**BRONDOCUMENT**:
Dankzij wetenschappelijk onderzoek is er veel vooruitgang geboekt in het domein van de erfelijkheids- of DNA-analyse. Het APC gen dat verantwoordelijk is voor FAP (de autosomaal dominante vorm), is gekend sinds 1991. De genen verantwoordelijk voor Lynch Syndroom zijn MSH2 (1993), MLH1 (1994), PMS2 (1994) en MSH6 (1997). Het gaat hier om genen die normaal de spontane DNA-foutjes herstellen. Als dit herstel niet meer goed verloopt, zorgt dit voor een hoger aantal fouten in het genetisch materiaal en dus een risico om in de loop van het leven poliepen te krijgen, die kunnen ontaarden in kanker. Het MutYH gen, geassocieerd met MAP, werd geïdentificeerd in 2002. Sinds dan zijn er nog mutaties een aantal andere genen geïdentificeerd die kunnen leiden tot een verhoogd risico op darmkanker. Maar deze zijn veel zeldzamer.
Op dit moment wordt zeker niet in alle families met darmkanker een mutatie gevonden in één van de gekende genen. Daarom is wetenschappelijk onderzoek naar bijkomende genen en mutaties heel belangrijk.

**OP TE LOSSEN VRAAGSTUKKEN**:
#1 Beantwoord op basis van het brondocument de volgende vragen:
(a) Sinds welk jaar is het APC-gen gekend?
(b) Welk gen is geassocieerd met MAP, en in welk jaar werd het geïdentificeerd?
(c) Welke functie hebben de genen die verantwoordelijk zijn voor Lynch Syndroom normaal?
#2 Geef uit het brondocument het stuk van "Dankzij wetenschappelijk onderzoek" tot en met "zijn veel zeldzamer." ongewijzigd weer.
De gegevens zijn afkomstig uit een andere bron dan het brondocument.

**AANGELEVERDE GEGEVENS**:
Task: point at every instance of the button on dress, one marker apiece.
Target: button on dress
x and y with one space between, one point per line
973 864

**ANTWOORDEN**:
#1
(a) Sinds 1991.
(b) Het MutYH-gen, geïdentificeerd in 2002.
(c) Ze herstellen normaal de spontane DNA-foutjes.

#2
Dankzij wetenschappelijk onderzoek is er veel vooruitgang geboekt in het domein van de erfelijkheids- of DNA-analyse. Het APC gen dat verantwoordelijk is voor FAP (de autosomaal dominante vorm), is gekend sinds 1991. De genen verantwoordelijk voor Lynch Syndroom zijn MSH2 (1993), MLH1 (1994), PMS2 (1994) en MSH6 (1997). Het gaat hier om genen die normaal de spontane DNA-foutjes herstellen. Als dit herstel niet meer goed verloopt, zorgt dit voor een hoger aantal fouten in het genetisch materiaal en dus een risico om in de loop van het leven poliepen te krijgen, die kunnen ontaarden in kanker. Het MutYH gen, geassocieerd met MAP, werd geïdentificeerd in 2002. Sinds dan zijn er nog mutaties een aantal andere genen geïdentificeerd die kunnen leiden tot een verhoogd risico op darmkanker. Maar deze zijn veel zeldzamer.